Work to complete: Condense the paragraph in the March market analysis that begins "The Strait of Hormuz is a vital passage" into a short bulleted list that keeps its main facts.

Text shown:
= = = =
Yang Delong: In-Depth Analysis of March Market Conditions - Opportunities and Risks Coexist

In March, the market experienced significant fluctuations due to many major events, with rapid sector rotations. The first major event was the joint attack by the US and Israel on Iran, which Iran responded to strongly. Iran launched missile attacks on Israel and US military bases in the Middle East, while also blocking the Strait of Hormuz, causing a huge impact on global oil transportation.

The Strait of Hormuz is a vital passage for global oil shipping, controlling about 20% of the world’s oil trade. News of the blockade caused international oil prices to surge, rising from pre-war levels of $73 per barrel to $118 per barrel at one point. Later, signals of easing tensions in the Middle East emerged, with parties showing signs of ending the conflict, especially the US, the instigator. President Trump announced that he would end the war as soon as possible but also claimed he had already won, a typical Trump move known as the “TACO deal.” Trump initially released some major negative news, causing a significant shock to capital markets, with US stocks plunging. When panic was at its peak, he suddenly shifted tone, signaling easing measures, and the market responded with a sharp rally. Some jokingly say, “All actions are as fierce as a tiger; market moves depend entirely on Trump.” Trump’s stance often changes abruptly, and some say only the next day’s Trump can defeat the current Trump.
= = = =
Provided material:
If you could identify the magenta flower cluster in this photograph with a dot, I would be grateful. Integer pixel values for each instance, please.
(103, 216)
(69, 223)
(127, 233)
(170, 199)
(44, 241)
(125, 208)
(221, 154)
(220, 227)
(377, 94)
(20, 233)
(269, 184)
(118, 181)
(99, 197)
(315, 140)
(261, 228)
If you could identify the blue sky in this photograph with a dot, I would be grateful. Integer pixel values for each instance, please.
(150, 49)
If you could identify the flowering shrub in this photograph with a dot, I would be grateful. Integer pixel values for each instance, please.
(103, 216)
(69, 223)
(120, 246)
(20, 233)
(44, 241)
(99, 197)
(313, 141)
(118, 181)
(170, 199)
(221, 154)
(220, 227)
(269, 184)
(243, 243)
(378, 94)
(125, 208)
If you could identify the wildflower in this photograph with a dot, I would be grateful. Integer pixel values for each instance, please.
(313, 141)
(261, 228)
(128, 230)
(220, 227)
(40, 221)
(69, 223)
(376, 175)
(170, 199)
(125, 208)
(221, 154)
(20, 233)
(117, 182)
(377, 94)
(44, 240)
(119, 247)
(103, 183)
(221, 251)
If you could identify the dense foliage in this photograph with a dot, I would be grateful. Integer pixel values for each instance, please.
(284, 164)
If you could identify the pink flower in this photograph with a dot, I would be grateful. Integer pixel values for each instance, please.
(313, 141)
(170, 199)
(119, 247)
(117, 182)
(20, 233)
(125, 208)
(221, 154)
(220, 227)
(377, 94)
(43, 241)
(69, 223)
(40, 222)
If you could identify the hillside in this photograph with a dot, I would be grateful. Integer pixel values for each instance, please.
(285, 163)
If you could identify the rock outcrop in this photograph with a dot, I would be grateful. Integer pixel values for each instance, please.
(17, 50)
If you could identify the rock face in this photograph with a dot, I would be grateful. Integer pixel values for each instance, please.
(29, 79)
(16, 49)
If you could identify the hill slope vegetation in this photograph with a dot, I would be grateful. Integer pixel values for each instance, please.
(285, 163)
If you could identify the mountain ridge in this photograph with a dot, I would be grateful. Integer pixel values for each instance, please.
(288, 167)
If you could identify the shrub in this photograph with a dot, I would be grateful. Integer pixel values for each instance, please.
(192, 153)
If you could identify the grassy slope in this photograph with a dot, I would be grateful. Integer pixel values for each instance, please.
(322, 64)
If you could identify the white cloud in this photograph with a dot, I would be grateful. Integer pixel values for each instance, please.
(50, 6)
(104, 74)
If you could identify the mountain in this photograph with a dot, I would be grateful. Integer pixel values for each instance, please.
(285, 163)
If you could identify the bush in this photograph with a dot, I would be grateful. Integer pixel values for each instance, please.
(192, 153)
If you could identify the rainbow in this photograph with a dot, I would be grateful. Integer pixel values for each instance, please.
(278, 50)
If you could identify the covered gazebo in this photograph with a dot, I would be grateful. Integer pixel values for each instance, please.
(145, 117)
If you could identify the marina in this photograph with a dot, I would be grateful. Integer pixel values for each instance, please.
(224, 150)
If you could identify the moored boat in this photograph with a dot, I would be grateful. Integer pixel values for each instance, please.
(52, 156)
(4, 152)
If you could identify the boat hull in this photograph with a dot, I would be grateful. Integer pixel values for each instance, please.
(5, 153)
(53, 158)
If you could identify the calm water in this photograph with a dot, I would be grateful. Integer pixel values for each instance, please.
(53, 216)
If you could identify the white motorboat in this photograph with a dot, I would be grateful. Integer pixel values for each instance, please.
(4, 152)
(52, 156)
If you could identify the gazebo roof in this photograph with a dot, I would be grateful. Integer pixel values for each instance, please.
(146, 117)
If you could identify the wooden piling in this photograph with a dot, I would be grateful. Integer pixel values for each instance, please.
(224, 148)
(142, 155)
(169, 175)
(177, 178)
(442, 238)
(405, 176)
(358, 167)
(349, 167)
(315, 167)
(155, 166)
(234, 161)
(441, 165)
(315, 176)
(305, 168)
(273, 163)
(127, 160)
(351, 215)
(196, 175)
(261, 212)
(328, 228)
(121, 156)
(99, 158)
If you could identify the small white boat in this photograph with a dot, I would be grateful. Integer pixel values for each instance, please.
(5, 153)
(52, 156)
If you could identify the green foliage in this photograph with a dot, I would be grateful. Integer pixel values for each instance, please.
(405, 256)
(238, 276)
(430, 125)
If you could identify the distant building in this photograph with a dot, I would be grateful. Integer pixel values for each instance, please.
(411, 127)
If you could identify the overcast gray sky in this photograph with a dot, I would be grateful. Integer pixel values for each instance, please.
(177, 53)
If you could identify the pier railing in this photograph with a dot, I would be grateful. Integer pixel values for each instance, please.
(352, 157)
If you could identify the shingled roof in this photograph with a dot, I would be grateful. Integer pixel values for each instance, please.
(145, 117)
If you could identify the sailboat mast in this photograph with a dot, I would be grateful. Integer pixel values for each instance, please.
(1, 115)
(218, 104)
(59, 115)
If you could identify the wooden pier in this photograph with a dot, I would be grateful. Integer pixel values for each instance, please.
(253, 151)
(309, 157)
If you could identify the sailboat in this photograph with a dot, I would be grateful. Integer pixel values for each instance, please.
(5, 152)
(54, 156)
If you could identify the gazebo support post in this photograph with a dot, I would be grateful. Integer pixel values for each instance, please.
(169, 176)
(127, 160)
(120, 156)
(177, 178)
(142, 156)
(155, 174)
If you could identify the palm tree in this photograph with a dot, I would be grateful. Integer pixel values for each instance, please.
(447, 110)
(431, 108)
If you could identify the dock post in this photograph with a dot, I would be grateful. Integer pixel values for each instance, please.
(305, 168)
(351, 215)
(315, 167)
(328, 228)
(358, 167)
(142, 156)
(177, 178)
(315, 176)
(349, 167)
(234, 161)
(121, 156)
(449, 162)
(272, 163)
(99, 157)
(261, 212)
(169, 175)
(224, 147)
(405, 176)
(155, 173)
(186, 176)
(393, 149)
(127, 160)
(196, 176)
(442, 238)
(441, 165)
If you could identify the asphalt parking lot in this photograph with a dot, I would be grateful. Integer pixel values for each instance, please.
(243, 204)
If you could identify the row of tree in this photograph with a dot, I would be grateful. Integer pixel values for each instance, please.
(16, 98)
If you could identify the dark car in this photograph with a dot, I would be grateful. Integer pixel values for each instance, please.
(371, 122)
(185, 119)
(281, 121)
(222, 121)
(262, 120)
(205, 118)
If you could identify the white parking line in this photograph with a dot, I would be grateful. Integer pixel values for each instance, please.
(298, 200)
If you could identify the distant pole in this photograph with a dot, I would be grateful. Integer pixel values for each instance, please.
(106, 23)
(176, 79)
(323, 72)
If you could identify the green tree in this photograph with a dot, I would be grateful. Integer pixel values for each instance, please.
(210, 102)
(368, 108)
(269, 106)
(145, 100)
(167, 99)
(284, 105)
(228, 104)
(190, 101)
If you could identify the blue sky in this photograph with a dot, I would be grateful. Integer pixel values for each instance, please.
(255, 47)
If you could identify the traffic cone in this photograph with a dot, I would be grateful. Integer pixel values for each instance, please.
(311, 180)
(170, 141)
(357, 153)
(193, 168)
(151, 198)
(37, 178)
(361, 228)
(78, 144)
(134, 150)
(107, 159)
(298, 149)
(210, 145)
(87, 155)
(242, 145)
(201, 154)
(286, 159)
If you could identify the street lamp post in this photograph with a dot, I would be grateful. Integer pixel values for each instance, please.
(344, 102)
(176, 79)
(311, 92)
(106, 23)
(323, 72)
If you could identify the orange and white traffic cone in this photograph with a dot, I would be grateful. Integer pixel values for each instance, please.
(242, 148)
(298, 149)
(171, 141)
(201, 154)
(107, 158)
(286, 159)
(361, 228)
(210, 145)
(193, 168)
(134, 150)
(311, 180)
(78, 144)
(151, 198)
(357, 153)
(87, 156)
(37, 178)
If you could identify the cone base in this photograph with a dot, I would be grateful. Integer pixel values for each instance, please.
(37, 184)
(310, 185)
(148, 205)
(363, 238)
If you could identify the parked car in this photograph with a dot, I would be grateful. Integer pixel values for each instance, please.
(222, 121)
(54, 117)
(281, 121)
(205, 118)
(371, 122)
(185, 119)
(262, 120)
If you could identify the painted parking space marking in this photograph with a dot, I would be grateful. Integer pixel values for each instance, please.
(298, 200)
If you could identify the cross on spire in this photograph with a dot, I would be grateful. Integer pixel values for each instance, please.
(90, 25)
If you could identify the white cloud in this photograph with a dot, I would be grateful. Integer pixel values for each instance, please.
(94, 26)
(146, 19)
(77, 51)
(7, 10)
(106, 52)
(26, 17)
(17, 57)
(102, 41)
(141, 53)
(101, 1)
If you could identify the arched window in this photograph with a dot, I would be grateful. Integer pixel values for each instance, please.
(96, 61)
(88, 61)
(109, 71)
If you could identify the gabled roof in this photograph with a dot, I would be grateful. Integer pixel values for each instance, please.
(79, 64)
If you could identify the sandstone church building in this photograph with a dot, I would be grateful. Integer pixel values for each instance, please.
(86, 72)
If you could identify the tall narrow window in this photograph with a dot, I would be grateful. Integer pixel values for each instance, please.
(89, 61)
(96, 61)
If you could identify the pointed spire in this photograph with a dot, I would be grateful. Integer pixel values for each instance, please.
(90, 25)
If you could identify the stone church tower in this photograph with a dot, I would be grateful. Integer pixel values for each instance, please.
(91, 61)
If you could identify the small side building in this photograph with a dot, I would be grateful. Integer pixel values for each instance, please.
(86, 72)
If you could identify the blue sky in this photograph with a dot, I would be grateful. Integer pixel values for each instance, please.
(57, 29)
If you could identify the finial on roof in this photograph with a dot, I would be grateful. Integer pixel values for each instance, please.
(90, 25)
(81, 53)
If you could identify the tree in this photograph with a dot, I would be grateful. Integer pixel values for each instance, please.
= = = =
Response to the task:
- The Strait of Hormuz carries about 20% of the world's oil trade.
- After the blockade news, international oil prices jumped from the pre-war $73 per barrel to as high as $118.
- Signs of easing tensions in the Middle East followed, with the parties, especially the US, appearing ready to end the conflict.
- President Trump said he would end the war as soon as possible and claimed he had already won, a move called the "TACO deal."
- His pattern is to release major negative news that sends US stocks plunging, then shift tone at peak panic and signal easing, which sets off a sharp rally.
- Because his stance changes so abruptly, some joke that market moves depend entirely on Trump and that only the next day's Trump can defeat the current one.